* Work order A:
Write out the part of the game theory text between "Game theory explains the" and "choices shape results.", inclusive.
* Work order B:
Answer these questions from the game theory text:
(i) In what decade did game theory originate?
(ii) Whose Game Theory course does the text suggest enrolling in?
(iii) Which field does the text list alongside business and politics?
══ Text for analysis ══
What Is Game Theory?

Written by Coursera Staff • Updated on

Learn what game theory is and how it helps people and organizations understand competitive behavior and make strategic decisions that influence outcomes.

[Featured Image]: Three colleagues model choices to understand what game theory reveals about cooperation and competition.

Key takeaways

Game theory explains the logic behind strategy and competition when multiple players influence outcomes. Here are some important things to know:

  • Game theory originated in the 1940s as a mathematical framework for analyzing how people and organizations make decisions that depend on others.

  • Game theory helps economists and strategists understand competition, cooperation, and conflict in fields like business, politics, and biology.

  • You can start learning game theory by examining how your own choices depend on others' decisions.

Learn how game theory explains real-world decision making and the motivations behind it. Build your analytical and strategic skills by enrolling in Stanford’s Game Theory course, where you can practice modeling interactions and explore how different choices shape results.

What is game theory?

Game theory is a mathematical discipline you can use to study strategic decision making. It examines how you and others (players) behave when the outcome (risk or reward) of a situation (game) depends on more than your choices. What you gain or lose depends on what everyone else involved decides to do, too.
═══
══ Records supplied ══
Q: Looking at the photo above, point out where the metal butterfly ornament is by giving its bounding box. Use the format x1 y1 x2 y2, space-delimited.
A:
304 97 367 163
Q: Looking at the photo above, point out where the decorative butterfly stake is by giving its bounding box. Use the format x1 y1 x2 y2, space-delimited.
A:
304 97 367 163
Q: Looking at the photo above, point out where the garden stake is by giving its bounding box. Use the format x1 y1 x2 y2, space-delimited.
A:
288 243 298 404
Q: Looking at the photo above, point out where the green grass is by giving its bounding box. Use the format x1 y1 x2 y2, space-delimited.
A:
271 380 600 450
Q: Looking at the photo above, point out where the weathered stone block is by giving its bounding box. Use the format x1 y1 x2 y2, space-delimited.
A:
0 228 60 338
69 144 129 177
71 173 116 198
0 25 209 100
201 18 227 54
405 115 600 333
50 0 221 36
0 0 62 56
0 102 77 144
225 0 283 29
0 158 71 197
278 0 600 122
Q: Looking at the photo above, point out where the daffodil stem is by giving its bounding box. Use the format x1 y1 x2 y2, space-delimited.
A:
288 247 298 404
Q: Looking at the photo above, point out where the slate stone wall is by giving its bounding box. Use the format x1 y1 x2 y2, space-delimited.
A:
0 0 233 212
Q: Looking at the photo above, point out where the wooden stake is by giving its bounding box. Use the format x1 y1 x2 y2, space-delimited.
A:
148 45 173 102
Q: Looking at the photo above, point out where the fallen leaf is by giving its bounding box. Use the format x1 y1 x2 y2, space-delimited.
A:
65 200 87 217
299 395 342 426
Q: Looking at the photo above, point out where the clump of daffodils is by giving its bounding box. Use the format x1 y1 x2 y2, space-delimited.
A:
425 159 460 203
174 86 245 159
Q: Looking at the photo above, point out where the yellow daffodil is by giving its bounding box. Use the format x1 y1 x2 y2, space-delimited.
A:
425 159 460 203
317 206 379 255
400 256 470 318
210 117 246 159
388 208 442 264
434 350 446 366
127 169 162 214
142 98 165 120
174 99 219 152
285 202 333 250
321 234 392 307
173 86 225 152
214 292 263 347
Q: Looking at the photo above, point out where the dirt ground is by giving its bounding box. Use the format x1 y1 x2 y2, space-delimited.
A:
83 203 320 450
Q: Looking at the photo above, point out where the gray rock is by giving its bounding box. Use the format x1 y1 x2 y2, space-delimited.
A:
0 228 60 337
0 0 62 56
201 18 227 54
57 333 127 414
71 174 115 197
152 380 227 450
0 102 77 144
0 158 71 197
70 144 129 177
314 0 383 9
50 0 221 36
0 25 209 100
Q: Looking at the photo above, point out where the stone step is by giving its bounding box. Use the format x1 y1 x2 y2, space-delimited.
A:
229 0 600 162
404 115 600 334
═══
══ Records supplied ══
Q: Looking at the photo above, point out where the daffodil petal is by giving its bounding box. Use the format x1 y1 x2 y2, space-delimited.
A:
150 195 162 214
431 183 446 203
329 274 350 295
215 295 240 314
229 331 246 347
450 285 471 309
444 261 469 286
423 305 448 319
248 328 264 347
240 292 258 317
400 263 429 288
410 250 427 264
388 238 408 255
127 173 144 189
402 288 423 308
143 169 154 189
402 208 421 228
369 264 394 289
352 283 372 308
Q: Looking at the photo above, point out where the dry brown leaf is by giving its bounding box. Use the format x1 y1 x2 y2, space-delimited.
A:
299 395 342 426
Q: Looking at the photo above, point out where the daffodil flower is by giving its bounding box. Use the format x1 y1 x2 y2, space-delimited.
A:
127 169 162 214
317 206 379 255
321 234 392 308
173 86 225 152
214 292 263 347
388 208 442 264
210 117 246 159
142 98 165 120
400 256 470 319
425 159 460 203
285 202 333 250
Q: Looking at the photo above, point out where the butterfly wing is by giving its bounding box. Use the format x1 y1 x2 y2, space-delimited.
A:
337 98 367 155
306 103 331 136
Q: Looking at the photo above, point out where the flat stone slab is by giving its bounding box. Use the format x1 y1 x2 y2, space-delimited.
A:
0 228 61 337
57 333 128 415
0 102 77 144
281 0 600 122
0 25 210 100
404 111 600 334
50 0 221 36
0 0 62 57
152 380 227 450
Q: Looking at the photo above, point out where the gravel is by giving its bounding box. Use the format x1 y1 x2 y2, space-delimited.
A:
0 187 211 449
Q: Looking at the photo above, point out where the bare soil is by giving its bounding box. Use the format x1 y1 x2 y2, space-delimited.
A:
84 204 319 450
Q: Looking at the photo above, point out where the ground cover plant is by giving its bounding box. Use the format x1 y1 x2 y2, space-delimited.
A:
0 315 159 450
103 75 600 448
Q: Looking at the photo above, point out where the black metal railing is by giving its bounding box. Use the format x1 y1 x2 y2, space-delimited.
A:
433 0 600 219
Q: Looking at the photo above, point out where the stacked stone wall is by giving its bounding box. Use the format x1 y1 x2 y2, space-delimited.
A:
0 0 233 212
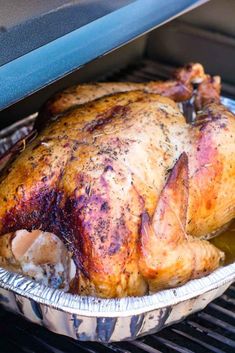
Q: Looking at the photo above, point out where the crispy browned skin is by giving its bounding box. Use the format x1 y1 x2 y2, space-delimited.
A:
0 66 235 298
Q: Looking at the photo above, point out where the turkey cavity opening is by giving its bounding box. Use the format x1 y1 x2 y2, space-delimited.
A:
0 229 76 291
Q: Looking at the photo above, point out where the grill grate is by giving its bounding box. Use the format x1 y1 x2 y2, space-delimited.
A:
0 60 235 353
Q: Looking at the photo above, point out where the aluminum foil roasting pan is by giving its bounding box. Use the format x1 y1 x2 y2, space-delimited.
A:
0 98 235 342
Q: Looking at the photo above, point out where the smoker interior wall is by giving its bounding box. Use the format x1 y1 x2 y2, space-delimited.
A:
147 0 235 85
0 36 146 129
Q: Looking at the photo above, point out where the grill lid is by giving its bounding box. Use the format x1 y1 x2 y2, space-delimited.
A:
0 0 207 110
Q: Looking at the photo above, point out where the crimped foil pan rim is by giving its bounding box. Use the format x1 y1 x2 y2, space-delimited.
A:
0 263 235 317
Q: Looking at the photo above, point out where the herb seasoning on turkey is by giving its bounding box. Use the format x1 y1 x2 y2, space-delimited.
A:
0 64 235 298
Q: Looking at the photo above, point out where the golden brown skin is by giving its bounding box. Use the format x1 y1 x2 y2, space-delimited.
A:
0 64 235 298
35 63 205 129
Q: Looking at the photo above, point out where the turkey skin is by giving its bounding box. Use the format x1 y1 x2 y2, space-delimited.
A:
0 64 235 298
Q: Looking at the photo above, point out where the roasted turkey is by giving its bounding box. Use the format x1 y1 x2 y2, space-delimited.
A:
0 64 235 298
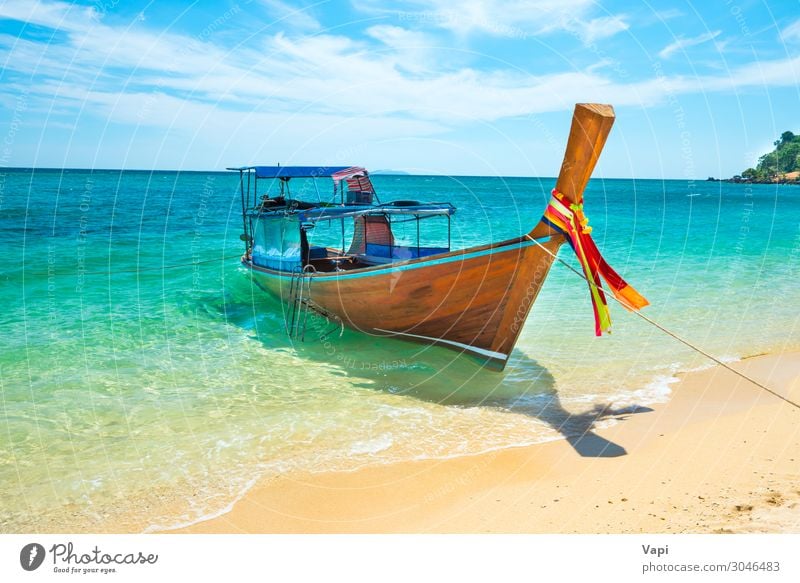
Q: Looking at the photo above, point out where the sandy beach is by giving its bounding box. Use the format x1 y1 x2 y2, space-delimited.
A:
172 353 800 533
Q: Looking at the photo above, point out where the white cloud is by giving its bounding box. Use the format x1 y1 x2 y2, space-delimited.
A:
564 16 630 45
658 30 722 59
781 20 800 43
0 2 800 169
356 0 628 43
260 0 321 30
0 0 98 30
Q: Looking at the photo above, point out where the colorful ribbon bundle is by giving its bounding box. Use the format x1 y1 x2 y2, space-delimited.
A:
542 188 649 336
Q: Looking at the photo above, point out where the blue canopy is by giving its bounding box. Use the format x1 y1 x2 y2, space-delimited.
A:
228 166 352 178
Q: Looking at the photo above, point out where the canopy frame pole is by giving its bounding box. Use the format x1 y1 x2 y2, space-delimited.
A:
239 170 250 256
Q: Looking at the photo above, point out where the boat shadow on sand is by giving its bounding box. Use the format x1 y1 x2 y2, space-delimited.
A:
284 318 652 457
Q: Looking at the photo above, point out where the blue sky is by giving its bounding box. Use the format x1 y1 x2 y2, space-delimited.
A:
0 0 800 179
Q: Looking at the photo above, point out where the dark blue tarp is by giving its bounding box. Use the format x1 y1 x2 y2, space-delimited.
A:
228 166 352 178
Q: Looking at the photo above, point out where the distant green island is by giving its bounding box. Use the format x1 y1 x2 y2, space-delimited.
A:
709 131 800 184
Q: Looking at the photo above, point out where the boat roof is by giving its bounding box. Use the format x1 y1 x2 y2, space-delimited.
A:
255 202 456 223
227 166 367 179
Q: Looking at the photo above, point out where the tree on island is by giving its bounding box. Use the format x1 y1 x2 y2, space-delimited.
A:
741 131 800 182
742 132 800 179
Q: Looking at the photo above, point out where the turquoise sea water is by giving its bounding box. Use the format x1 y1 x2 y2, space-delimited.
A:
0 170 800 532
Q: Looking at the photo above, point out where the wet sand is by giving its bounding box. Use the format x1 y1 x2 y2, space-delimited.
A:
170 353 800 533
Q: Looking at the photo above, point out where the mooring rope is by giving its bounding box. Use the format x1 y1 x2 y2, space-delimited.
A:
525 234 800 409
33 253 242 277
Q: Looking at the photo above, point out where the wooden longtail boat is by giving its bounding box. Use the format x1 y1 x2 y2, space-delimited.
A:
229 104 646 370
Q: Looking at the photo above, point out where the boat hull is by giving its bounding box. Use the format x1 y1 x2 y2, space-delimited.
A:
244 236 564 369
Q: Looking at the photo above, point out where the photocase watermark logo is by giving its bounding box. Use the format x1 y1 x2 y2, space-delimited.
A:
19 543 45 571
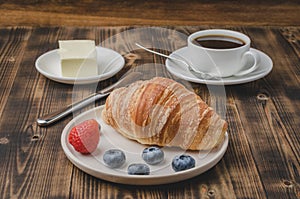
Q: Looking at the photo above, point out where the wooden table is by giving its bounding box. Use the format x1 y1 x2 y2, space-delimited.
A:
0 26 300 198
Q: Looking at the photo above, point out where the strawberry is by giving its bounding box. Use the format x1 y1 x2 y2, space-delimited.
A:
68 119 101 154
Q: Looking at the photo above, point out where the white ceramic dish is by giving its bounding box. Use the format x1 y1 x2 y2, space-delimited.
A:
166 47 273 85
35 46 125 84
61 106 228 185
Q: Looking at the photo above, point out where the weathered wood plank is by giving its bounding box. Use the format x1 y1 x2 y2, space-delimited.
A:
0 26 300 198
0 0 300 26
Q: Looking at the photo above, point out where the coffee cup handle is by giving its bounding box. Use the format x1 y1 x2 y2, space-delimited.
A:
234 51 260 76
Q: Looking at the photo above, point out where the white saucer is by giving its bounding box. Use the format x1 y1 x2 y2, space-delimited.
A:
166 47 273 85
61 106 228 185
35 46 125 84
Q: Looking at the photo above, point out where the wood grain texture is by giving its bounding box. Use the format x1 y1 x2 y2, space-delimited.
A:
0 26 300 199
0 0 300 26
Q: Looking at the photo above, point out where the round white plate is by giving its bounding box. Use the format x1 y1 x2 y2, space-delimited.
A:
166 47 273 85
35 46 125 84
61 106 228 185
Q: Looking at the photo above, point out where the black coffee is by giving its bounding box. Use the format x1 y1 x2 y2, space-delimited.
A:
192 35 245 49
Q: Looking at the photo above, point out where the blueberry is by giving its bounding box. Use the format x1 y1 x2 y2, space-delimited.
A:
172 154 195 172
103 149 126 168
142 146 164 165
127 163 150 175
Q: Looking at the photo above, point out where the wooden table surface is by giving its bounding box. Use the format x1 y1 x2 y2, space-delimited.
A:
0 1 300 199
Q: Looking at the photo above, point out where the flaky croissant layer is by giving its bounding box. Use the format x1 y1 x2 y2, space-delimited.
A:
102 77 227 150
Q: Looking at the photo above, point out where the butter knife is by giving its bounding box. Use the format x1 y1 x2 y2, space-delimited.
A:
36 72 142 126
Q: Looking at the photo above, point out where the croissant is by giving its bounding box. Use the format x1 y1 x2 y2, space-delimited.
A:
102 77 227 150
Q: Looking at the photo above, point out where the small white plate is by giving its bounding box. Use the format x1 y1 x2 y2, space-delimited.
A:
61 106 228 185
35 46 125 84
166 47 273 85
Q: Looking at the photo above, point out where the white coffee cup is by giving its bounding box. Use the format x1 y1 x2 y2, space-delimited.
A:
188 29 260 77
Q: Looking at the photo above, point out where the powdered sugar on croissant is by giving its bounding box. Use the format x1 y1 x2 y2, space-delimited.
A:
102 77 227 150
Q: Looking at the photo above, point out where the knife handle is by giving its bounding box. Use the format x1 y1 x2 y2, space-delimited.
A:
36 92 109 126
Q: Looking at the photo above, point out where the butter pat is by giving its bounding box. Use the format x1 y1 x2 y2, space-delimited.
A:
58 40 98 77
═══
* Exercise response A:
Game theory explains the logic behind strategy and competition when multiple players influence outcomes. Here are some important things to know:

  • Game theory originated in the 1940s as a mathematical framework for analyzing how people and organizations make decisions that depend on others.

  • Game theory helps economists and strategists understand competition, cooperation, and conflict in fields like business, politics, and biology.

  • You can start learning game theory by examining how your own choices depend on others' decisions.

Learn how game theory explains real-world decision making and the motivations behind it. Build your analytical and strategic skills by enrolling in Stanford’s Game Theory course, where you can practice modeling interactions and explore how different choices shape results.

* Exercise response B:
(i) The 1940s
(ii) Stanford's
(iii) Biology